Problem to solve: Please identify every line in the items below that contains the word "stone" and copy each of those lines.

** Start **

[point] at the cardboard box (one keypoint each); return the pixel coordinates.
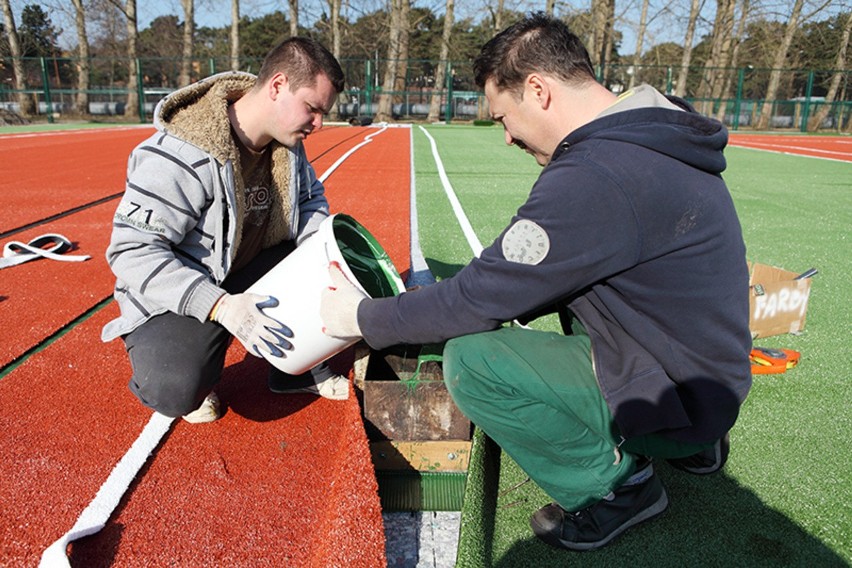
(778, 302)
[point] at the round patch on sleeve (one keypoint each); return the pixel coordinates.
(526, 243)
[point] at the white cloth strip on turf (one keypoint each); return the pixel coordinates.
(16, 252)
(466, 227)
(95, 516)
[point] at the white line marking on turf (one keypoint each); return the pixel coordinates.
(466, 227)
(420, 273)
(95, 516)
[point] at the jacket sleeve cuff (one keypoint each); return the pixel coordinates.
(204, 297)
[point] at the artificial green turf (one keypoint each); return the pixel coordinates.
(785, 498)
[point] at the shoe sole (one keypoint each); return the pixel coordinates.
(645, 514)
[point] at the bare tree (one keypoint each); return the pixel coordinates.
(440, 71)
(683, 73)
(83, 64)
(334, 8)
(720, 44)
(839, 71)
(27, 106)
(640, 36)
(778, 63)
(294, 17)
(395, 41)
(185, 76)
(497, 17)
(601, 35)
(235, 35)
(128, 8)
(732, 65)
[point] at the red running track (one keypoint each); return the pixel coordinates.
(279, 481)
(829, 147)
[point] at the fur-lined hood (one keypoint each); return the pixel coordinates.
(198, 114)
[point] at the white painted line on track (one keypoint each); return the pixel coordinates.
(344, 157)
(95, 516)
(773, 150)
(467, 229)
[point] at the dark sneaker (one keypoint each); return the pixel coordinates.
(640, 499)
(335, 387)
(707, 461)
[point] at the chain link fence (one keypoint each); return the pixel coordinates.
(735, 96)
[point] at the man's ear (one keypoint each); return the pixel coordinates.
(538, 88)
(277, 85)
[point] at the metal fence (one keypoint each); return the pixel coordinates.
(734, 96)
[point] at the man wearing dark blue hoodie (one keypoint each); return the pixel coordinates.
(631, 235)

** End **
** Start **

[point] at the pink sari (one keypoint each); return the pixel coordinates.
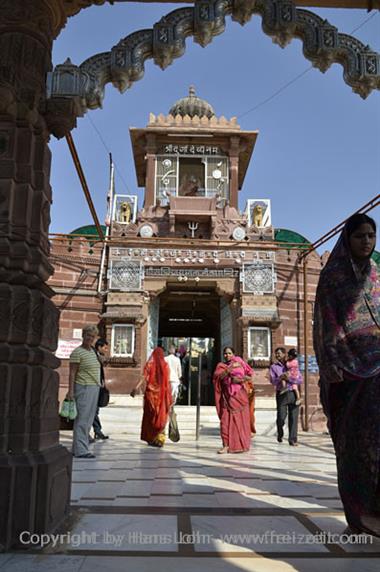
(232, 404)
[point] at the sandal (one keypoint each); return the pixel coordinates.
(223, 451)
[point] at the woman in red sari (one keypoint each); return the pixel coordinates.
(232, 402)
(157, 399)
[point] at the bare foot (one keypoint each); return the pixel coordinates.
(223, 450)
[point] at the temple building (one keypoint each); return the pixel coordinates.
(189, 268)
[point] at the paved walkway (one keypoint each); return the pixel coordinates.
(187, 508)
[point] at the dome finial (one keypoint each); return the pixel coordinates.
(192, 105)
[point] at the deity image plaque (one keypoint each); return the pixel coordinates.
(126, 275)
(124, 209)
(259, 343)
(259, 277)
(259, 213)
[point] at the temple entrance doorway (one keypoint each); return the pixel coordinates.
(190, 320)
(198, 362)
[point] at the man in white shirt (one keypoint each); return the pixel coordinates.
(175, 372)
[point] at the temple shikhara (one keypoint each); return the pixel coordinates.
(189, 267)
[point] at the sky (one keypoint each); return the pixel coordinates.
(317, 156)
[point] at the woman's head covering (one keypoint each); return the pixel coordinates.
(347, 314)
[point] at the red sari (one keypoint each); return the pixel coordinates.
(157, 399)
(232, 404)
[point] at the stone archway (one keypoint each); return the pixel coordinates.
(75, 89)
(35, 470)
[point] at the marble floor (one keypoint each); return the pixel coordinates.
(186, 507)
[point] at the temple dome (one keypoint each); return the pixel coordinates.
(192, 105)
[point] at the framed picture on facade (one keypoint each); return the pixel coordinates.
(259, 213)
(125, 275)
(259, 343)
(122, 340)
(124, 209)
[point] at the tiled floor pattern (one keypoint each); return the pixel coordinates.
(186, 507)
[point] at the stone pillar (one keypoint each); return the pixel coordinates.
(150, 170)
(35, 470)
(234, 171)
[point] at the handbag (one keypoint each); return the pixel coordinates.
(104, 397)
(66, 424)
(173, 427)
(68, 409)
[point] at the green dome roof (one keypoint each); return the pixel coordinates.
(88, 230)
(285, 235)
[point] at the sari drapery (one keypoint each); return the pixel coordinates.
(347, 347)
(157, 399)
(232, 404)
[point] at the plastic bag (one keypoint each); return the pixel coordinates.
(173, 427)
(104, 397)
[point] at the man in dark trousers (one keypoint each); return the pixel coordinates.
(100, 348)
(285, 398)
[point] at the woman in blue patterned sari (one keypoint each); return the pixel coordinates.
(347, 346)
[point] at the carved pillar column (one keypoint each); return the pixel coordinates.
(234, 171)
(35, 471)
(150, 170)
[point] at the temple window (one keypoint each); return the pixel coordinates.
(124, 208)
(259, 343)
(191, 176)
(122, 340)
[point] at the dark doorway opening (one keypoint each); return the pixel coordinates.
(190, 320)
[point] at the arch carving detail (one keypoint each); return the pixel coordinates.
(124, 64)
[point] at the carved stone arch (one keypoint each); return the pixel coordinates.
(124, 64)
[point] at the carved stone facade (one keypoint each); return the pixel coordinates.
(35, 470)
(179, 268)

** End **

Response to the exercise:
[point] at the stone archway (one keypoint each); return the pixel coordinates.
[point] at the stone pillar (one keypoint each); return the pixel coordinates.
[point] at the carved stone arch (one keypoint each); return the pixel coordinates.
[point] at the carved stone facade (one keypoint each); return the pixel coordinates.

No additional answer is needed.